[Start of PASSAGE]

PanamaRed - Mar 16, 2016 8:59 pm Date Climbed: Mar 12, 2016
Rappeled in darkness
Made 2 sepearte attempts on the North Chimney route, on both March 11, and March 12 2016. We started too late the first day and had to bail off the route after the 1st pitch. The next day we climbed the entire route, swapping leads, and made it to the top. Due to heavy traffic on the route that day we summited just as the sun set, and rappelled the North Face in the dark. All in all a sweet climb. Definatly want to come back and do the Kor-Ingalls.
jacobsmaki - Jun 24, 2015 6:24 pm Date Climbed: Apr 29, 2015
Fantastic!
What a great climb! I'd do this again in a heart beat.
Matt Lemke - Mar 25, 2015 8:39 pm Date Climbed: Nov 25, 2014
North Chimney
I led every pitch. Took me awhile but I managed. Fell once on the 2nd pitch and took twice on the first. Man I was out of shape lol.

[End of PASSAGE]
[Start of DATA SUPPLIED]

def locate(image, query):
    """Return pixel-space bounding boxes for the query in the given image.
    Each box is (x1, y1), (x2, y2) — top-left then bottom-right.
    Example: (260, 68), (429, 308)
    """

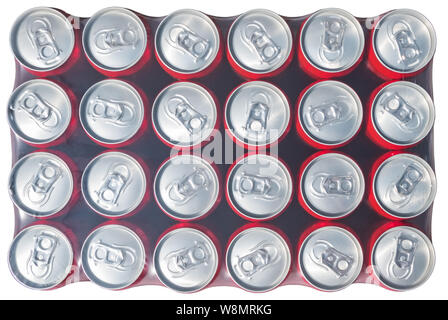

[End of DATA SUPPLIED]

→ **WRITTEN PROBLEM 1**: List the username of each person who posted an entry in the climbing log.
→ **WRITTEN PROBLEM 2**: Reproduce the climbing log word for word, starting at "jacobsmaki - Jun" and ending at "of shape lol.".

→ **WRITTEN REPLY 1**:
PanamaRed
jacobsmaki
Matt Lemke

→ **WRITTEN REPLY 2**:
jacobsmaki - Jun 24, 2015 6:24 pm Date Climbed: Apr 29, 2015
Fantastic!
What a great climb! I'd do this again in a heart beat.
Matt Lemke - Mar 25, 2015 8:39 pm Date Climbed: Nov 25, 2014
North Chimney
I led every pitch. Took me awhile but I managed. Fell once on the 2nd pitch and took twice on the first. Man I was out of shape lol.